Requirements
Gather every line of the items below that contains the string "mask". Treat uppercase and lowercase letters as different.

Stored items
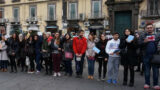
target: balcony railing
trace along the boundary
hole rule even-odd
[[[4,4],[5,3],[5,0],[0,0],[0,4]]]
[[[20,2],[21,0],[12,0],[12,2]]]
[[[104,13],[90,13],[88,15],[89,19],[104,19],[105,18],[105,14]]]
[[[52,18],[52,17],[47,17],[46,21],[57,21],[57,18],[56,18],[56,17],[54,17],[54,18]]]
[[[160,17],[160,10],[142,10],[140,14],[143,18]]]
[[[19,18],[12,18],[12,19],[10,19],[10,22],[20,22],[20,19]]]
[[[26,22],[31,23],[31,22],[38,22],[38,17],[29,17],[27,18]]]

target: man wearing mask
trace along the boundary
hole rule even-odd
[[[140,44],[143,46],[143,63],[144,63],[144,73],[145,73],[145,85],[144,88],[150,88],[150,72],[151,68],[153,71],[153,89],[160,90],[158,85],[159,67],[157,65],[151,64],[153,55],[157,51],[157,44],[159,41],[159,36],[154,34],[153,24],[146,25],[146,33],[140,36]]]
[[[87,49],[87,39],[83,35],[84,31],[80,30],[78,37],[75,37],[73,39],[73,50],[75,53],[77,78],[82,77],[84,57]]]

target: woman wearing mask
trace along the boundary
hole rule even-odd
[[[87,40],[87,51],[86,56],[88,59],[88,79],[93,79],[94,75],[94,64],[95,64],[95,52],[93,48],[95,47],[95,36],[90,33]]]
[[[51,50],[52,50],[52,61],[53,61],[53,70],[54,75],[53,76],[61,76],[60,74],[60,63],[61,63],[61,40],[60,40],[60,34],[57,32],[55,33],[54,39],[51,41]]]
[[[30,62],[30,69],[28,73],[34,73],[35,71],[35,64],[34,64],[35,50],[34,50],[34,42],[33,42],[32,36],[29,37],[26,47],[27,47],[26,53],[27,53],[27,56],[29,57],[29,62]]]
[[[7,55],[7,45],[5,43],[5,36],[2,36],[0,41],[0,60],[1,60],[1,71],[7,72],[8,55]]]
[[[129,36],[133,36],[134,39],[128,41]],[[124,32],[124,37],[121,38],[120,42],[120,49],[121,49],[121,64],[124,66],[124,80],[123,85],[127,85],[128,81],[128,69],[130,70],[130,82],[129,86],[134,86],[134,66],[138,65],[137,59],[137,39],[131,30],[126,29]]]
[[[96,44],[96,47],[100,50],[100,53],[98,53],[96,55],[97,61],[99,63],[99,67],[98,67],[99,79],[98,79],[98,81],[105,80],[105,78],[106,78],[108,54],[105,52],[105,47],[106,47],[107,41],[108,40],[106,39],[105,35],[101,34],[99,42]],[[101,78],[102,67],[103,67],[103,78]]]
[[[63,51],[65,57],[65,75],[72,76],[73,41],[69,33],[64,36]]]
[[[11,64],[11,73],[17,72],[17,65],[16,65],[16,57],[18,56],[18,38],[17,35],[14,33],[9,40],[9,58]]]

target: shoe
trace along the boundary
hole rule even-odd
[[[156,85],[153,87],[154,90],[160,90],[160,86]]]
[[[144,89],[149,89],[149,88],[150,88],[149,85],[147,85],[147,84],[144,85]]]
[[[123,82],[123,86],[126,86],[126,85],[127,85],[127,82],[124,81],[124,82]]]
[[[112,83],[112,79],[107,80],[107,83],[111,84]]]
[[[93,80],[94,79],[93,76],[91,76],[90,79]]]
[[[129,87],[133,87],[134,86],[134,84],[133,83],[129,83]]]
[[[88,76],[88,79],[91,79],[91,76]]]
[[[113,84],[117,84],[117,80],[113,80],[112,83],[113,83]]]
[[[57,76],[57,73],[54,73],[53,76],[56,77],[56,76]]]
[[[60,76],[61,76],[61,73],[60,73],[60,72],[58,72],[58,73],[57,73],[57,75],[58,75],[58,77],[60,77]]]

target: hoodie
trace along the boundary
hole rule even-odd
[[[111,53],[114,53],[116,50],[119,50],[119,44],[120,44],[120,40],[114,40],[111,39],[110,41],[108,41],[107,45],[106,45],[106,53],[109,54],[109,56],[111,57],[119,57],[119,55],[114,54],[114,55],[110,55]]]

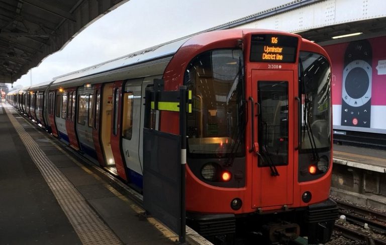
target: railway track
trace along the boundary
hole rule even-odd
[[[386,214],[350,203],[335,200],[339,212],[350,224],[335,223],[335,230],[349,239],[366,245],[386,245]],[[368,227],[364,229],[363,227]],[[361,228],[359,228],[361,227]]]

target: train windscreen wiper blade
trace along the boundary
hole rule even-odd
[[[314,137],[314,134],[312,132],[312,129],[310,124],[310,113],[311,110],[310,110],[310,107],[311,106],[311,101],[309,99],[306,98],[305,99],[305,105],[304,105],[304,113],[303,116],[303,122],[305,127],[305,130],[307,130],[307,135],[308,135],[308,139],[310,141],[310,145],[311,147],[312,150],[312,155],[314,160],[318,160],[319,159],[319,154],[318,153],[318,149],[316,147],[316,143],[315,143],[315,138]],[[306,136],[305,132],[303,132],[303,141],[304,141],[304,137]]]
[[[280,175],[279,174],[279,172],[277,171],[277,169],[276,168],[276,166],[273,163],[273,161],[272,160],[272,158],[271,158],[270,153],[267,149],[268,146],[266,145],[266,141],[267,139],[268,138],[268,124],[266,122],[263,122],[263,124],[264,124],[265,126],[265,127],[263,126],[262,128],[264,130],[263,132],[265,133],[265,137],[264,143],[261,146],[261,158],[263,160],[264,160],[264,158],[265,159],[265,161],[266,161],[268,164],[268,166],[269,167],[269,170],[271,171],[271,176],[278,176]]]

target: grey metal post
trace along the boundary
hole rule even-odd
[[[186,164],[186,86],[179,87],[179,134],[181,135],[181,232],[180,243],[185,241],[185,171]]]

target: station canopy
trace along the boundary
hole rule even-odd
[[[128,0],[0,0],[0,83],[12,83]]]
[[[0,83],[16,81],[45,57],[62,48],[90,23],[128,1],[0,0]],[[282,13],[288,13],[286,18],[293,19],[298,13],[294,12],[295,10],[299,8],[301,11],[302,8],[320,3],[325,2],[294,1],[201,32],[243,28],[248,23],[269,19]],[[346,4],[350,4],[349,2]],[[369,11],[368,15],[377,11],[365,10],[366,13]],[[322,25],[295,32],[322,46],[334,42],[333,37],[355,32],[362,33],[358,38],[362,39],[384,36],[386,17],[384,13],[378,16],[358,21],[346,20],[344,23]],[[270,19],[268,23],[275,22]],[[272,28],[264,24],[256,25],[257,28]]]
* * *
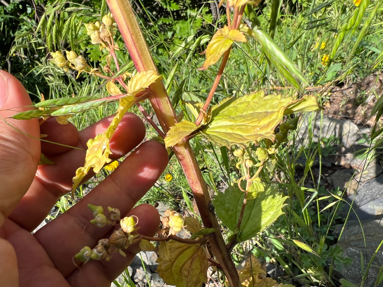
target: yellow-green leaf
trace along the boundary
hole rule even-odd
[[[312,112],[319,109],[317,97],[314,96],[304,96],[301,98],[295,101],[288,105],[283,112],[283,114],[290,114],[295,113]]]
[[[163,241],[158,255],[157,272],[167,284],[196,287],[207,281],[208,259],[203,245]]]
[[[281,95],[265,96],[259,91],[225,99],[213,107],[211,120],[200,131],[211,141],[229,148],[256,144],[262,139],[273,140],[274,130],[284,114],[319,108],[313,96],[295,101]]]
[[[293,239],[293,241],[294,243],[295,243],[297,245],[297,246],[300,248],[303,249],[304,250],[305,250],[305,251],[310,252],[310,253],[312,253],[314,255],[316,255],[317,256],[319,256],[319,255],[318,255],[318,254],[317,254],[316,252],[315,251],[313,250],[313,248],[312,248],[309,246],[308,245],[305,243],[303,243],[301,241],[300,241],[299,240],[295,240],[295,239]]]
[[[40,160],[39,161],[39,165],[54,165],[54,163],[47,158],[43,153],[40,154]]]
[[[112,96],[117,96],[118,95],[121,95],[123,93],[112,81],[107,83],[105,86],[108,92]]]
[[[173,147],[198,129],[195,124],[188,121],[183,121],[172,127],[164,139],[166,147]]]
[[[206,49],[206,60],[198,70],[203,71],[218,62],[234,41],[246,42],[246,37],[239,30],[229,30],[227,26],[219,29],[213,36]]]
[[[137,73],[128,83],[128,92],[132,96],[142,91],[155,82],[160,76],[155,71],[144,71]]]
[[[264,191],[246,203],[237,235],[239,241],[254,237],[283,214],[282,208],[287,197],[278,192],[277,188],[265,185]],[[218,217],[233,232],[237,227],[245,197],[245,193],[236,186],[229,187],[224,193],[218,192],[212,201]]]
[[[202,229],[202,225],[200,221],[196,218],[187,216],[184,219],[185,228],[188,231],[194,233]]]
* * *
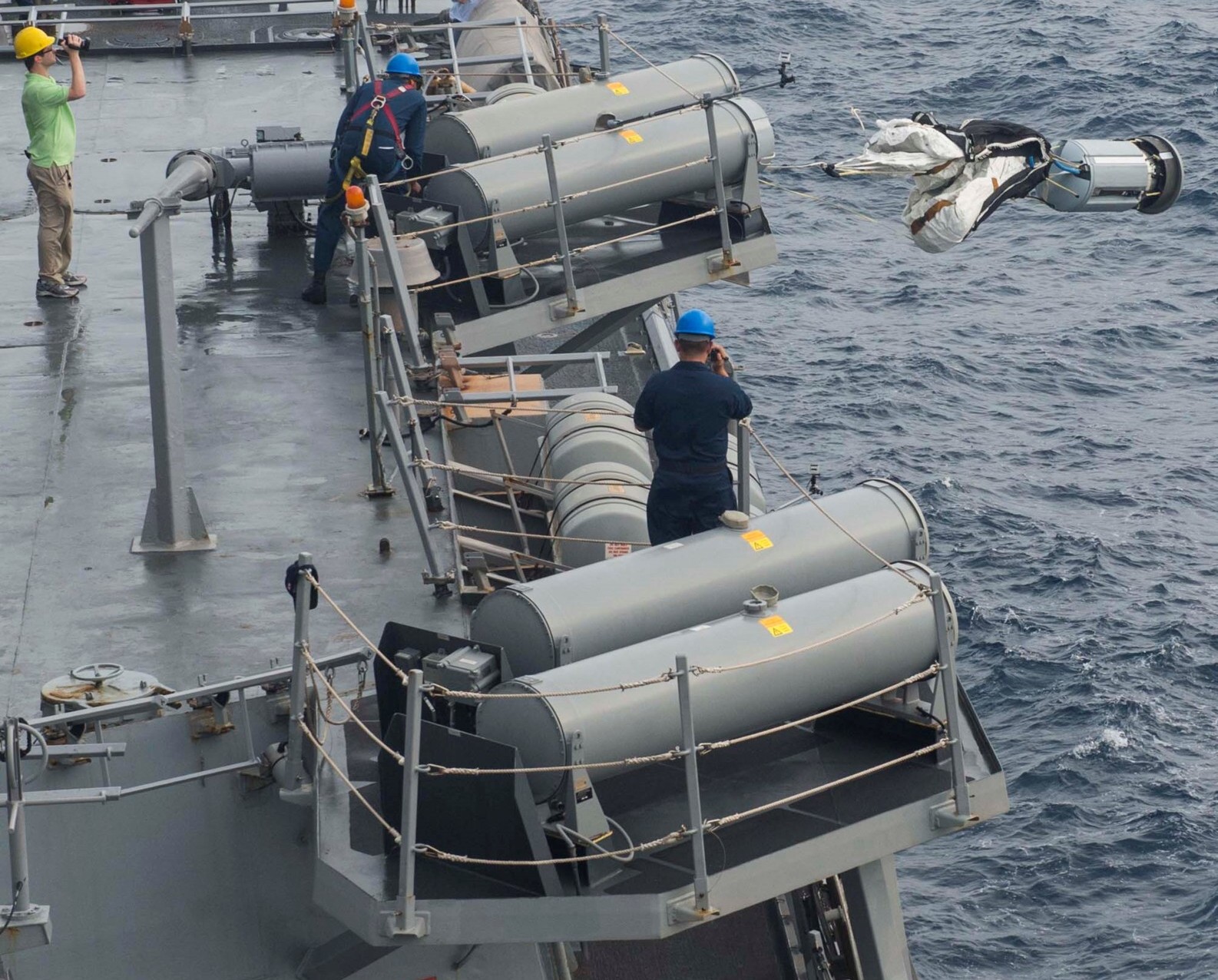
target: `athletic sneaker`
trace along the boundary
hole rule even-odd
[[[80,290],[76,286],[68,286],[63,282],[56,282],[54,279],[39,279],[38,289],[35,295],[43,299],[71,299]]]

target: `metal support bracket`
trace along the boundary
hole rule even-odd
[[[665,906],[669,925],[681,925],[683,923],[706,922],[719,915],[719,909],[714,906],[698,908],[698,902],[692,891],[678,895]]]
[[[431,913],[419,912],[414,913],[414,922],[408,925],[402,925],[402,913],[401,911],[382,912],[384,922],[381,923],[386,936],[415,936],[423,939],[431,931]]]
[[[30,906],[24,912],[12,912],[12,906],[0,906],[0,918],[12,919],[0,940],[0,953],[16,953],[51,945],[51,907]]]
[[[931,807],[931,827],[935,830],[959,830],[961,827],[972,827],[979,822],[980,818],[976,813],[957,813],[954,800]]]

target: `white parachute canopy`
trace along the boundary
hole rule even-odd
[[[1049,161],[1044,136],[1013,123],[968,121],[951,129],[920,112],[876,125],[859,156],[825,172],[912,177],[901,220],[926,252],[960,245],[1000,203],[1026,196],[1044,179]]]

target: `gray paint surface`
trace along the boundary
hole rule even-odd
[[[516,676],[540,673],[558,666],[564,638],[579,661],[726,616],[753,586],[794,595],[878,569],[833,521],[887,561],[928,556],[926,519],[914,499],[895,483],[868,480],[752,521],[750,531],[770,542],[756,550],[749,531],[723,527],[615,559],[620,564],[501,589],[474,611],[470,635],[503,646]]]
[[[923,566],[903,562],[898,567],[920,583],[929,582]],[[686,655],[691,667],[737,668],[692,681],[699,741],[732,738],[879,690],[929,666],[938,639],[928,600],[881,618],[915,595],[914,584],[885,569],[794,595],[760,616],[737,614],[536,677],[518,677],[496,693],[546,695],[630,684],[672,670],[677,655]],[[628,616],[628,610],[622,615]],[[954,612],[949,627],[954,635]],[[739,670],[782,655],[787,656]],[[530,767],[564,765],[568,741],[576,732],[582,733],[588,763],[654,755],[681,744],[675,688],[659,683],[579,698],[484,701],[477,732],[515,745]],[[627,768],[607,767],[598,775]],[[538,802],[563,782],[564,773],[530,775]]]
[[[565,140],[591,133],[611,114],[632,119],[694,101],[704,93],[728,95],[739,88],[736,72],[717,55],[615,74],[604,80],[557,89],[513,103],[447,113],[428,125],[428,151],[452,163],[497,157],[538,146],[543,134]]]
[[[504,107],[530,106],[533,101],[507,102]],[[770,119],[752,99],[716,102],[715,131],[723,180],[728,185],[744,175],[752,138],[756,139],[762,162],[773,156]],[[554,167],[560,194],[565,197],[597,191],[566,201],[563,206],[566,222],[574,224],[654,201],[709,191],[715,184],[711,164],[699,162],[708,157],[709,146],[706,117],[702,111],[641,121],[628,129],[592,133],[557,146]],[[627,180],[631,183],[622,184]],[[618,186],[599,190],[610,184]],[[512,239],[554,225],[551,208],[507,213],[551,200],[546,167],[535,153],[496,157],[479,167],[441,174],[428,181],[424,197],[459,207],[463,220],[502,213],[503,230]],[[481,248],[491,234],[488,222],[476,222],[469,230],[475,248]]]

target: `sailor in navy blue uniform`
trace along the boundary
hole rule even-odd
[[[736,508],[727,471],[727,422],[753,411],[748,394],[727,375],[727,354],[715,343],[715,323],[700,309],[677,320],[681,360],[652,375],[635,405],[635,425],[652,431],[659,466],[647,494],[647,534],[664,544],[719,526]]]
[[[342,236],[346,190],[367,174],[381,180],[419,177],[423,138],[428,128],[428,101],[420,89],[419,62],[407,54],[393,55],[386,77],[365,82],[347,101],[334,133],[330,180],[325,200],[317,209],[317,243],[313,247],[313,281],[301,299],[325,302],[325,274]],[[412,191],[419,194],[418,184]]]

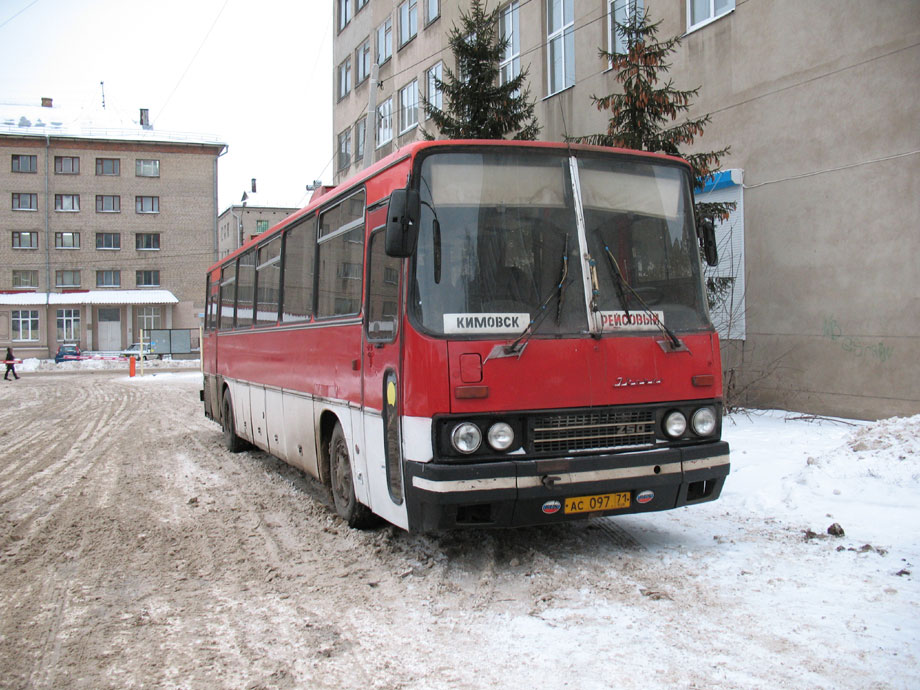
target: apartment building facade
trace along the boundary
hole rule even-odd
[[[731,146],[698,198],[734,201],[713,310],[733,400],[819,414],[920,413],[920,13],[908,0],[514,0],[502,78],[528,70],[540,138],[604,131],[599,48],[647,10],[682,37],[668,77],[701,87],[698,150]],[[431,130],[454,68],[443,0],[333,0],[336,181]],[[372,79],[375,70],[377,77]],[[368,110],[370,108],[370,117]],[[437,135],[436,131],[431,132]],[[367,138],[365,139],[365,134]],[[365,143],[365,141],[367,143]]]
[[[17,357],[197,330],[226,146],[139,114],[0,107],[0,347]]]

Answer to this problem
target: man wearing mask
target: woman wearing mask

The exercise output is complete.